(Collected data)
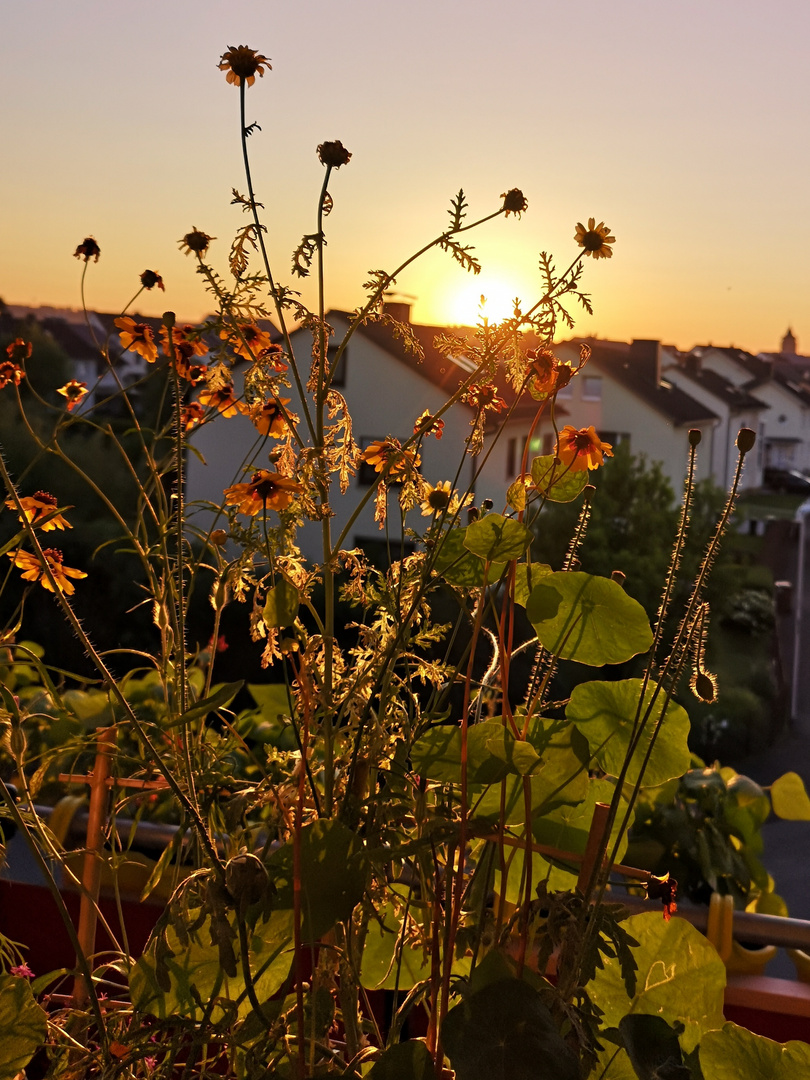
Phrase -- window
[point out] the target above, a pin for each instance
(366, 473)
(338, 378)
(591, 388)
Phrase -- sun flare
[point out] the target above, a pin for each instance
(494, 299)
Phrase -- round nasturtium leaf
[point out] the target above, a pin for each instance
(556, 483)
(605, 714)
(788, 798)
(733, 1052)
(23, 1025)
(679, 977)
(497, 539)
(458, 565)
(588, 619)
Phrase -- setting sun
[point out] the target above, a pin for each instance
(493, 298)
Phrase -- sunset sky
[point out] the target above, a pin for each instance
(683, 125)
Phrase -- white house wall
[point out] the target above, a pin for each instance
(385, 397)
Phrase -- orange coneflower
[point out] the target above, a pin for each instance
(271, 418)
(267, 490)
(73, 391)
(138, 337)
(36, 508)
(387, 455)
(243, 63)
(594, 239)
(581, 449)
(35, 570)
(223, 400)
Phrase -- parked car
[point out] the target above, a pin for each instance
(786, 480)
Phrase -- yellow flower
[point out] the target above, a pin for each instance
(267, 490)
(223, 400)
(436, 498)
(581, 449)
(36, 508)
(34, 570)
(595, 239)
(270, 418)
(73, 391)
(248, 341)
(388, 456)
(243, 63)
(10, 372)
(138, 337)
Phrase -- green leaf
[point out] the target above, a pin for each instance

SET EXERCISE:
Copy out, word for word, the lines of the listing starting with the line containing "Phrase -- parked car" and continuing through the final line of the listing.

RESPONSE TO THE EXERCISE:
Phrase -- parked car
[point out] the target above, a pin for each instance
(786, 480)
Phrase -- yellow flower
[point out] the target above, a pin for each instance
(267, 490)
(223, 400)
(436, 498)
(581, 449)
(36, 508)
(34, 570)
(595, 239)
(270, 418)
(73, 391)
(248, 341)
(388, 456)
(243, 63)
(10, 372)
(138, 337)
Phrase -- green leaf
[point out] the target above, a pin for each instance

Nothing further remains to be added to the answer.